[Referring expression pointing data]
"""

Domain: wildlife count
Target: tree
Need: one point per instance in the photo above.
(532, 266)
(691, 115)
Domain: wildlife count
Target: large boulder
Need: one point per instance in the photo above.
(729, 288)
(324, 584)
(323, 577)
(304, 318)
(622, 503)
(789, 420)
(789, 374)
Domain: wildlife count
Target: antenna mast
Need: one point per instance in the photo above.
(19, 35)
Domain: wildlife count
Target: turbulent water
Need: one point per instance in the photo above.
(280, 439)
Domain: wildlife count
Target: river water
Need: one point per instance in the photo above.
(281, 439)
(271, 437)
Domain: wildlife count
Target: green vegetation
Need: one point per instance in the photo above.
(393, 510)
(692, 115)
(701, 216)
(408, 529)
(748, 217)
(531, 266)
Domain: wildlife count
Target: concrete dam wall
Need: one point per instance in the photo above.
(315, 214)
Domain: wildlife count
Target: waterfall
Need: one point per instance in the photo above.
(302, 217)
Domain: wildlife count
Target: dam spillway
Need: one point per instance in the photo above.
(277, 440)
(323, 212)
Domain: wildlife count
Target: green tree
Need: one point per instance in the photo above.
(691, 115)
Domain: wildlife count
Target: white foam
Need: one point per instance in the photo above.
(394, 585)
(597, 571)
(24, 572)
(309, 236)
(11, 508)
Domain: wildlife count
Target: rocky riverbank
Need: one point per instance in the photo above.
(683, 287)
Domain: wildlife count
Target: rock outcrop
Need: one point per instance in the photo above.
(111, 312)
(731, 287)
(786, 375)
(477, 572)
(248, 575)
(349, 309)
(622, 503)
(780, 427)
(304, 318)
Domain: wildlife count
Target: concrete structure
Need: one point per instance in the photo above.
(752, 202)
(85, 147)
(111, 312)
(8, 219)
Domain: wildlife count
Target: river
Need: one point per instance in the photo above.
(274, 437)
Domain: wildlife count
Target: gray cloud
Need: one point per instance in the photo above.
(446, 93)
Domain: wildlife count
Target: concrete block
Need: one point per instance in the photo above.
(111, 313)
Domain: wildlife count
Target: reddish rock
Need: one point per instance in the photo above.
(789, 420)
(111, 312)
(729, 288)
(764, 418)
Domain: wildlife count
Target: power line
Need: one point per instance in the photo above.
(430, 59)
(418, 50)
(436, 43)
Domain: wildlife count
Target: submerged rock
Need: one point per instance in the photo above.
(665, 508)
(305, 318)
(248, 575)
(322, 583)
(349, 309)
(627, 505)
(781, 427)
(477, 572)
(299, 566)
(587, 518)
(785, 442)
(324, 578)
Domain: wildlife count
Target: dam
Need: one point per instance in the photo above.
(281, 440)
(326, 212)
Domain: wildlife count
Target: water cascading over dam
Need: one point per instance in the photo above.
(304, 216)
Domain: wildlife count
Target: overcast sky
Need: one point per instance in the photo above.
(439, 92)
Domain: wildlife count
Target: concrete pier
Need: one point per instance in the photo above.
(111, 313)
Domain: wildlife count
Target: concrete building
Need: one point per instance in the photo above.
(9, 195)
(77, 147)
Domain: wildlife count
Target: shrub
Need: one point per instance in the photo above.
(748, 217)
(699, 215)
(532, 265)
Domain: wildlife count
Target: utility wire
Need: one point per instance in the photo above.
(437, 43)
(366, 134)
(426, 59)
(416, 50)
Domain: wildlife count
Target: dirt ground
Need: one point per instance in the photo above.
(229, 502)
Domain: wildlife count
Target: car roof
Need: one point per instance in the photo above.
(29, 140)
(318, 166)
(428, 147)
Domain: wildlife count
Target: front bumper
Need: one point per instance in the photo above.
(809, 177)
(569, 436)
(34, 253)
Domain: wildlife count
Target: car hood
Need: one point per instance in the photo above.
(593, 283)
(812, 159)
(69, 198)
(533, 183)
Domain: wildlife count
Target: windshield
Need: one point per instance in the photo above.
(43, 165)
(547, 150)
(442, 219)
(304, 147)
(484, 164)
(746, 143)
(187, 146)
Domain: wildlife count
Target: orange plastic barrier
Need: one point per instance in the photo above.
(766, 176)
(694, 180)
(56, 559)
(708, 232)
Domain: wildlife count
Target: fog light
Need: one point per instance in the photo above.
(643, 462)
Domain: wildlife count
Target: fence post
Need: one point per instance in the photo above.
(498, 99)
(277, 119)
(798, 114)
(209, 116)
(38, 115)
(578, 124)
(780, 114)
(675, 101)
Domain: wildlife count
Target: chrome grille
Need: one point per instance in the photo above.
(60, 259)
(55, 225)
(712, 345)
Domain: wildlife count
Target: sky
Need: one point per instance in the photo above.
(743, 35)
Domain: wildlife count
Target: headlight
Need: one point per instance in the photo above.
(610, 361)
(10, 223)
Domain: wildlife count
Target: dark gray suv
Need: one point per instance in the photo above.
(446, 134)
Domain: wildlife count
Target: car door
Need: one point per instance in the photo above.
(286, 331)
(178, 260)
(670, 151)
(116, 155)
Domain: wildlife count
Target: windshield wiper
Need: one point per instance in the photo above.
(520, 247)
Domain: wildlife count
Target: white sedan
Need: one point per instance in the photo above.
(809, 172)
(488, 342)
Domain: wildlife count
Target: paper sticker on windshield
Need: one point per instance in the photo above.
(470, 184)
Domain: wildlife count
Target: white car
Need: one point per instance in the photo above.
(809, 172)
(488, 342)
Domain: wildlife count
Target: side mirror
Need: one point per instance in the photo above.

"""

● Exercise goal
What lines above contain the word "concrete"? Return each such line.

● Result of the exercise
Target: concrete dam wall
Target: concrete structure
Target: concrete block
Target: concrete pier
Target: concrete building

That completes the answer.